**Rows:**
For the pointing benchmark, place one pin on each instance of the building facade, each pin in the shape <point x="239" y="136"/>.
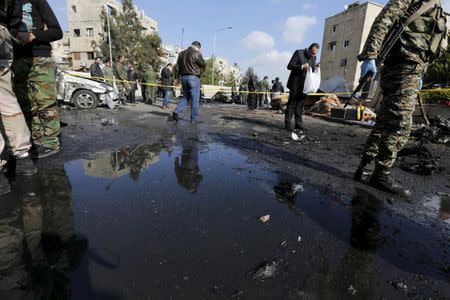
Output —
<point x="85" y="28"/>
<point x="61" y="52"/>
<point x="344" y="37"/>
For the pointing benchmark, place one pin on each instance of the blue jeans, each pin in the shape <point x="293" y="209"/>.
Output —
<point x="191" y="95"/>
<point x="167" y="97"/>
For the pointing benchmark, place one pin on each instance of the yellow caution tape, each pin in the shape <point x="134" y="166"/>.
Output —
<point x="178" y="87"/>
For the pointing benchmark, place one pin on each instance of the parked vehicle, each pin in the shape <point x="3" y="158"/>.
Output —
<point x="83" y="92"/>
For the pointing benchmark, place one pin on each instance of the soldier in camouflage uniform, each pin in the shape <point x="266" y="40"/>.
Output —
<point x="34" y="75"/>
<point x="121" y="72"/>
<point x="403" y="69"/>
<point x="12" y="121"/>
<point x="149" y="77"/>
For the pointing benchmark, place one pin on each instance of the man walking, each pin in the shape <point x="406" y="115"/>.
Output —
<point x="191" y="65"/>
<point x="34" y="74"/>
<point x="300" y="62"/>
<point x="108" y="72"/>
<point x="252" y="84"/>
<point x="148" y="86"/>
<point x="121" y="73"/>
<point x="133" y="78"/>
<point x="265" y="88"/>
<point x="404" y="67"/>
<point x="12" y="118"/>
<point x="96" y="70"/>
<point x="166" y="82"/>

**Given exercise:** Your copy should hold every record word for word and none of the pictures.

**Exercise output:**
For the pointing benchmark, place one pin on each instance of the building facade, each pin in the shape <point x="239" y="136"/>.
Output —
<point x="85" y="28"/>
<point x="61" y="52"/>
<point x="344" y="37"/>
For the pointing benchmark, place one pin on each instance of the blue jeans, each pin in the shape <point x="293" y="209"/>.
Output —
<point x="191" y="95"/>
<point x="167" y="97"/>
For the pointing benchmark, place one pin on each instance of the yellow caution tape, each pin in the shape <point x="134" y="166"/>.
Output —
<point x="178" y="87"/>
For the pointing benchmark, place one pin on each instance of the parked vehicle, each pin in the shape <point x="3" y="158"/>.
Output —
<point x="83" y="92"/>
For the pointing benchmark, place one pin on each instance of the soldier in camouflage uniform, each pin in the shape <point x="266" y="40"/>.
Output —
<point x="34" y="75"/>
<point x="121" y="72"/>
<point x="403" y="69"/>
<point x="12" y="121"/>
<point x="149" y="77"/>
For the pointing benchmark, place one pin on each instance of the man walking, each pin in the shape <point x="406" y="115"/>.
Output —
<point x="191" y="65"/>
<point x="34" y="74"/>
<point x="300" y="62"/>
<point x="108" y="72"/>
<point x="252" y="84"/>
<point x="148" y="86"/>
<point x="121" y="73"/>
<point x="133" y="78"/>
<point x="265" y="88"/>
<point x="404" y="67"/>
<point x="12" y="118"/>
<point x="96" y="70"/>
<point x="166" y="82"/>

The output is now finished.